(Beginning of THE RECORDS)

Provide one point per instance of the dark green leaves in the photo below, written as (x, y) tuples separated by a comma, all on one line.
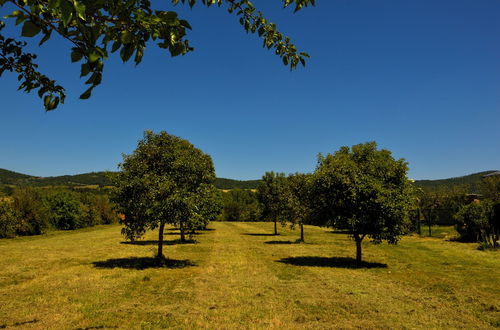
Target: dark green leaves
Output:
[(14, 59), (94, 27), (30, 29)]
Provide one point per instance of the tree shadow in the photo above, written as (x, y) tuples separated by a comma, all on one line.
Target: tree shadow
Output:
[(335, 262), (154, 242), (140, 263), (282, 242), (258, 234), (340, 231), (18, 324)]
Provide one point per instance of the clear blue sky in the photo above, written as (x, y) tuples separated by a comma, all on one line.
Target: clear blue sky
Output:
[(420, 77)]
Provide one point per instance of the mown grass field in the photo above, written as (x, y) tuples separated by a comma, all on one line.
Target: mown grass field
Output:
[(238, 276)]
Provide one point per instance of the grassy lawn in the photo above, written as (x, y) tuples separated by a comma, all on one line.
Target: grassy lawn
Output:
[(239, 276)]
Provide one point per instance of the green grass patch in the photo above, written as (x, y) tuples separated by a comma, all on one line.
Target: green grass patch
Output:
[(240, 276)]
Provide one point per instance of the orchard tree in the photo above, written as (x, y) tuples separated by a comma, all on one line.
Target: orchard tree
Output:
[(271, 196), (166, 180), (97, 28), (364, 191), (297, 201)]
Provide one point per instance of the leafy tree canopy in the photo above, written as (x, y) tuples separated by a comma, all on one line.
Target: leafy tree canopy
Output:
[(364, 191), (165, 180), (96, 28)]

(End of THE RECORDS)

» AIM OF THE TASK:
Wherever the string "field" appears in the data above, report the whole line.

» ANSWER TO THIS PROBLEM:
Provide one point per instance of the mown grass field in the photo above, written as (x, y) tuples separated by a comma, all on one line.
Target: mown grass field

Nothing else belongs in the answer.